### Data extract
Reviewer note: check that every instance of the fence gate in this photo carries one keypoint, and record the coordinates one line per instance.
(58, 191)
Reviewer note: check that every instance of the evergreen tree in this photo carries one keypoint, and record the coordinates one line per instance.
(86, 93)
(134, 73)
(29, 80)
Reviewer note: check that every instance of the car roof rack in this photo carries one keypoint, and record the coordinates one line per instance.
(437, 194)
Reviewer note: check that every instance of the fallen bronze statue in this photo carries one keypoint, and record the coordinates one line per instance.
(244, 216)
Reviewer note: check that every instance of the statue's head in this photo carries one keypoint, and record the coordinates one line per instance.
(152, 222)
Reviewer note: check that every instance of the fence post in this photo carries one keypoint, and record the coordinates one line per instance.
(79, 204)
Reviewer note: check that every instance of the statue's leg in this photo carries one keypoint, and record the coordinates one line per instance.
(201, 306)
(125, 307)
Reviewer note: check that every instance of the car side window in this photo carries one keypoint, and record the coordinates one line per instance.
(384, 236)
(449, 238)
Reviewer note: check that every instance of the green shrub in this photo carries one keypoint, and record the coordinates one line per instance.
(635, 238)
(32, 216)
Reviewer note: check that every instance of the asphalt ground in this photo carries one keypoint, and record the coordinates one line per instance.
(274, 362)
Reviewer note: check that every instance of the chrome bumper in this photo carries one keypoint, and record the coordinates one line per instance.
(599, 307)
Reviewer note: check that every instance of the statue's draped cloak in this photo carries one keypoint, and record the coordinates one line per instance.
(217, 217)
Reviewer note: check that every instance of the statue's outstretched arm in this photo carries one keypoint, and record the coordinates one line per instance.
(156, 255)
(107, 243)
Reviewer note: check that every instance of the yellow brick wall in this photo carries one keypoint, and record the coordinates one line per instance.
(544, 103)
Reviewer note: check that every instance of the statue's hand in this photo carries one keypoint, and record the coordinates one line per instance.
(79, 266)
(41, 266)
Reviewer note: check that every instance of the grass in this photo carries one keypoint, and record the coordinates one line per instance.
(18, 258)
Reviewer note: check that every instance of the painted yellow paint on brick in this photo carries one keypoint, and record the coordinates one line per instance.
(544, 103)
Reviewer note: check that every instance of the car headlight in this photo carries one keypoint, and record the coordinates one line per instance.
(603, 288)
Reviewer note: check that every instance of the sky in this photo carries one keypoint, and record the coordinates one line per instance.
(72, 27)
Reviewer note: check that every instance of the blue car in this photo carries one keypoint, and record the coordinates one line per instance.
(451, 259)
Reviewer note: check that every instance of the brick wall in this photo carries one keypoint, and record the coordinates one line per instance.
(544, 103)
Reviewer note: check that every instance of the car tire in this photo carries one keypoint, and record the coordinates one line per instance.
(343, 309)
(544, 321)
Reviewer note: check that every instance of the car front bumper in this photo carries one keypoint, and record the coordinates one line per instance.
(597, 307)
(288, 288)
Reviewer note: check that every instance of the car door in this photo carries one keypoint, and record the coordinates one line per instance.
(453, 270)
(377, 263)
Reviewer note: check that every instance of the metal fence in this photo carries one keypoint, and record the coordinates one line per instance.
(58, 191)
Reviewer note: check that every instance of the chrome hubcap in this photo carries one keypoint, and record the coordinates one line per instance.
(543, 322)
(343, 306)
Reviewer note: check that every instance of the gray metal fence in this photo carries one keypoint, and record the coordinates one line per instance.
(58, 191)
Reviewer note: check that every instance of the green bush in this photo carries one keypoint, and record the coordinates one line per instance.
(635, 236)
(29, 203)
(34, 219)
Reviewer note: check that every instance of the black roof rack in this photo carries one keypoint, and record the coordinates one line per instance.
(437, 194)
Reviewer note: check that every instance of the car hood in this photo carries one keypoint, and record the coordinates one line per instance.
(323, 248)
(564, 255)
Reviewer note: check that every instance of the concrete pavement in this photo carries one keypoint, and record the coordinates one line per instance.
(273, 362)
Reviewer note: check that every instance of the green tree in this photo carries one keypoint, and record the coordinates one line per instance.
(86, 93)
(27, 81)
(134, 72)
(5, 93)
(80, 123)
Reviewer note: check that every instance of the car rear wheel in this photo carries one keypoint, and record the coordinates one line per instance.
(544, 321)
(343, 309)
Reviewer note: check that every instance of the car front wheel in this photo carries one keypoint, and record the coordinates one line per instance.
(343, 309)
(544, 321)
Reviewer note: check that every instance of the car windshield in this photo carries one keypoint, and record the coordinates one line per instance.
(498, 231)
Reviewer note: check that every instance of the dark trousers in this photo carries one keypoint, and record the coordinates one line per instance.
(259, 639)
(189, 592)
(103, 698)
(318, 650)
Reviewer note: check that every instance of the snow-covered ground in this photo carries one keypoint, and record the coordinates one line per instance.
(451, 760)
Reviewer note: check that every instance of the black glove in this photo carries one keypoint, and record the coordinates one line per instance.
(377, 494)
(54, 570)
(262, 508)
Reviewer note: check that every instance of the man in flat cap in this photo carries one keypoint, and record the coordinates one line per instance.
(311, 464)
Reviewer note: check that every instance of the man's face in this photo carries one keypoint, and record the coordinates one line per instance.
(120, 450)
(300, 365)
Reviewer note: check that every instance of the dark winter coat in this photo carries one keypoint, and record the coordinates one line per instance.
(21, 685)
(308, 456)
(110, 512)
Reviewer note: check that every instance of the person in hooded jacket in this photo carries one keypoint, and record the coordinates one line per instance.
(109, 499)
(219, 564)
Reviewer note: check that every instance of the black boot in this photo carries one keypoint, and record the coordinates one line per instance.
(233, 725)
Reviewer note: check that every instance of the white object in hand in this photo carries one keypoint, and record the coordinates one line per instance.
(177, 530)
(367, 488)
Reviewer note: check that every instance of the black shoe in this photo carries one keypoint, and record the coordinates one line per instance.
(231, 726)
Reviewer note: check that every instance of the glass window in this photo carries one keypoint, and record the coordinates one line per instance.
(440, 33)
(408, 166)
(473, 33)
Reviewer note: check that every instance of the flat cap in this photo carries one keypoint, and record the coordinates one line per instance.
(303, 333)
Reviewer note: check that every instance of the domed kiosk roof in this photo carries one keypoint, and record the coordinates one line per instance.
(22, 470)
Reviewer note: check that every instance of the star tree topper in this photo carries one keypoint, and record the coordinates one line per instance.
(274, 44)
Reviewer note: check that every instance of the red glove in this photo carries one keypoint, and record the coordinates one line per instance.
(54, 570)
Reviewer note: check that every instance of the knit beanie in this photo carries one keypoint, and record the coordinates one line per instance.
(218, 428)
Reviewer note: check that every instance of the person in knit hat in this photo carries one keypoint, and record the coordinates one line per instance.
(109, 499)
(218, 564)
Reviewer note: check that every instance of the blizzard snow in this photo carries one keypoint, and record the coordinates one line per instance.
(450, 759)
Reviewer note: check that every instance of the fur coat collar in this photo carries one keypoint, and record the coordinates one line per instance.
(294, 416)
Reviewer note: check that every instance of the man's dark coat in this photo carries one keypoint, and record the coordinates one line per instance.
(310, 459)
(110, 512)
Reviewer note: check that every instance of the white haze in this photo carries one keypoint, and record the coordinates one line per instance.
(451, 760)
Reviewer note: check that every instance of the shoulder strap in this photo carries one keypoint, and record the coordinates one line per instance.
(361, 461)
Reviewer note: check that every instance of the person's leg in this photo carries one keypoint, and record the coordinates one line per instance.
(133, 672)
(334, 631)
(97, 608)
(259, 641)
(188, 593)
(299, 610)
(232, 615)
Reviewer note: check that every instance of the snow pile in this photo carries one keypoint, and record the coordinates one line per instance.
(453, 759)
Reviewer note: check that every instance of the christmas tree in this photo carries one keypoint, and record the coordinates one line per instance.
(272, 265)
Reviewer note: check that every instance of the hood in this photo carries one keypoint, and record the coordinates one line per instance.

### Goal of the exercise
Please render all of the records above as a numbered list, leaving out blank lines.

### Worked answer
1. Reviewer note: check that every instance of the fence gate in this photo carries one keypoint, and record the coordinates one line per instance.
2. (58, 191)
3. Reviewer note: check that every instance of the evergreen tree in this photo carries one keypoint, and record the coordinates one line per instance.
4. (86, 93)
5. (134, 73)
6. (29, 80)
7. Reviewer note: check that every instance of the car roof rack in this photo carries one keypoint, and record the coordinates one line per instance.
8. (437, 194)
9. Reviewer note: check that every instance of the fallen bronze statue in this photo carries one keypoint, and record the coordinates one line per instance.
10. (244, 216)
11. Reviewer note: check that every instance of the statue's head in this photo carries one keypoint, and record the coordinates one line per instance.
12. (152, 222)
13. Reviewer note: check that every instance of the fence post in this photo carries one keypoint, and record the coordinates one line per instance.
14. (79, 204)
15. Reviewer note: check that every instance of the statue's leg in this photo carries one keypoint, and record the coordinates one line per instance.
16. (201, 306)
17. (125, 307)
18. Reviewer note: check that every instance of the car side window in this photo carries one keypoint, and record the coordinates one line per instance.
19. (384, 236)
20. (449, 238)
21. Reviewer note: check that every instance of the green shrub in this photo carries one keypoint, and record the coordinates one line per instance.
22. (635, 238)
23. (32, 216)
24. Reviewer note: check that every instance of the asphalt ground in this photo carries one keypoint, and record the coordinates one line per instance.
25. (274, 362)
26. Reviewer note: check that every instance of the chrome bumper in this photo carries one keypoint, and record the coordinates one line per instance.
27. (599, 307)
28. Reviewer note: check that every instance of the statue's draped cloak in this photo carries one keypoint, and record the coordinates one line per instance.
29. (217, 217)
30. Reviewer note: check that every instance of the statue's outstretched arm in this photo carries one keypoint, and record the coordinates one line per instance.
31. (156, 255)
32. (107, 243)
33. Reviewer note: check that every instance of the yellow brick wall in this photo carries one keypoint, and record the coordinates one line per instance.
34. (544, 103)
35. Reviewer note: check that every instance of the statue's hand in this photo carries one keypoint, and record the coordinates one line per instance.
36. (79, 266)
37. (41, 266)
38. Reviewer note: check that every instance of the grass in this photo carries one keypoint, and record the coordinates one line per instance.
39. (18, 258)
40. Reviewer note: check that every instance of the painted yellow paint on brick in this photo carries one keypoint, and record the coordinates one line per instance.
41. (544, 103)
42. Reviewer note: check that every instance of the car headlight in this photo carries one keypoint, and record the coordinates one line per instance.
43. (603, 288)
44. Reviewer note: check that every instance of the sky in this photo carries one keypoint, and record the coordinates one line per instance.
45. (72, 27)
46. Reviewer note: check that every instance of the blue car in this photo carries one keypoint, and record the coordinates one line per instance.
47. (451, 259)
48. Reviewer note: check that every instance of the brick wall in this photo carries one keypoint, and record the coordinates one line per instance.
49. (544, 103)
50. Reviewer note: check that every instance of the car tire in this photo carries one keypoint, and record the coordinates one line per instance.
51. (343, 309)
52. (544, 321)
53. Reviewer note: check that every instance of the car front bumper in this photo carries one keypoint, and record the coordinates one line per instance.
54. (597, 307)
55. (288, 288)
56. Reviewer note: check that every instance of the car door in this photo carries one keypoint, and record the coordinates one line per instance.
57. (453, 270)
58. (377, 263)
59. Reviewer note: check that every instance of the metal fence in this photo carries one keypoint, and record the coordinates one line per instance.
60. (58, 191)
61. Reviewer note: check that every instance of the chrome hubcap in this photo carries one keypoint, and record the coordinates one line per instance.
62. (543, 322)
63. (343, 306)
64. Reviewer note: check that every instance of the gray metal fence in this photo carries one keypoint, and record the coordinates one line per instance.
65. (58, 191)
66. Reviewer note: check that every instance of the green bush in this photo carries one keypoint, and record the coordinates one line per instance.
67. (635, 236)
68. (29, 203)
69. (34, 219)
70. Reviewer note: check that every instance of the black roof rack in this photo carries one keypoint, and record the coordinates one line per instance.
71. (437, 194)
72. Reviewer note: check that every instance of the car hood in this photo carries one keypoint, and record the coordinates one line per instance.
73. (323, 248)
74. (564, 255)
75. Reviewer note: check that every instance of the concrete pavement in this photo carries one keypoint, and record the coordinates one line per instance.
76. (273, 362)
77. Reviewer note: check that every instance of the green tree in this photo carries one keypoint, and record the coordinates one line per instance.
78. (86, 93)
79. (27, 81)
80. (134, 72)
81. (5, 93)
82. (80, 123)
83. Reviewer note: check that every instance of the car rear wheel in this photo carries one keypoint, and record the coordinates one line per instance.
84. (544, 321)
85. (343, 309)
86. Reviewer note: check that every instance of the car front wheel in this photo carries one keypoint, and record the coordinates one line per instance.
87. (343, 309)
88. (544, 321)
89. Reviewer note: check that every instance of the car windshield in this photo carries one keypoint, and record the coordinates one line per instance.
90. (498, 231)
91. Reviewer note: check that every instance of the dark trousers in this photo carries one keypoint, and record the coordinates one line per instance.
92. (259, 639)
93. (189, 592)
94. (103, 698)
95. (318, 650)
96. Reviewer note: check that every instance of the snow-covered ground in this photo carries one keypoint, and record the coordinates one line per instance.
97. (451, 760)
98. Reviewer note: check that every instance of the black glove in this photo carries one keypoint, and record the coordinates one line per instance.
99. (377, 494)
100. (54, 570)
101. (262, 508)
102. Reviewer note: check that every instance of the man in flat cap in this photo carries one keypoint, and record the coordinates one line per instance.
103. (311, 464)
104. Reviewer note: check that every instance of the man's face in this photo carries one keypoint, and record the coordinates one line per instance.
105. (120, 450)
106. (300, 365)
107. Reviewer note: check that every instance of the dark winter coat in this photo carries one keypoint, and record the coordinates one line per instance.
108. (21, 685)
109. (308, 456)
110. (110, 512)
111. Reviewer note: check that every instance of the person in hooded jacket in this photo carries one keypoint, and record the coordinates one line per instance.
112. (109, 499)
113. (219, 564)
114. Reviewer note: check that every instance of the black boot in this photo carries one keypoint, and record the coordinates one line per instance.
115. (233, 725)
116. Reviewer note: check that every instance of the white object in hand in this photo carries one keypoint, and record the coordinates one line per instance.
117. (177, 530)
118. (367, 488)
119. Reviewer note: check that every instance of the black shoe in this photo carries one keypoint, and record the coordinates one line per instance.
120. (231, 726)
121. Reviewer note: check that every instance of the glass window in this photo carries one keypoint, and record the coordinates one line per instance.
122. (440, 33)
123. (408, 166)
124. (473, 33)
125. Reviewer note: check that every instance of the flat cap in this photo carries one keypoint, and record the coordinates one line per instance.
126. (303, 333)
127. Reviewer note: check that every instance of the domed kiosk roof in this photo carries one keypoint, and record the coordinates one line per instance.
128. (22, 470)
129. Reviewer note: check that every instance of the star tree topper in this photo carries one keypoint, and record the coordinates one line per instance.
130. (274, 44)
131. Reviewer note: check that every instance of the red glove in this photo carries one keypoint, and record the coordinates one line per instance.
132. (54, 570)
133. Reviewer note: check that every instance of the knit beanie in this photo carries one keypoint, and record the coordinates one line per instance.
134. (218, 428)
135. Reviewer note: check that every instance of the person in knit hat in this photo carries one keypoint, and record the coordinates one line per instance.
136. (109, 499)
137. (218, 564)
138. Reviewer note: check that every instance of the blizzard snow in this photo carries one keypoint, and record the coordinates one line per instance.
139. (450, 759)
140. Reviewer note: check that every instance of the fur coat collar in this photo carries one keypoint, and record the coordinates one line per instance.
141. (294, 416)
142. Reviewer note: check that every instance of the man's dark coat in this photo carries one keypoint, and record the coordinates one line per instance.
143. (310, 459)
144. (110, 512)
145. Reviewer note: check that every instance of the white haze in this photo carries one keypoint, and record the coordinates one line per instance.
146. (451, 760)
147. Reviewer note: check that every instance of the shoulder strap in this photo carries one keypoint, and record the coordinates one line per instance.
148. (361, 461)
149. Reviewer note: check that every instance of the person's leg in this photo carries one keypoint, and record the coordinates one line per instance.
150. (133, 672)
151. (334, 631)
152. (97, 608)
153. (259, 641)
154. (188, 593)
155. (299, 610)
156. (232, 615)
157. Reviewer note: check that every instance of the snow pile in this photo carries one keypoint, and record the coordinates one line per instance.
158. (453, 759)
159. Reviewer note: check that every instance of the christmas tree in this photo carries one keypoint, and record the coordinates one line per instance.
160. (272, 265)
161. Reviewer note: check that every instance of the hood in this photo carries one keypoint, and record the coordinates one line per instance.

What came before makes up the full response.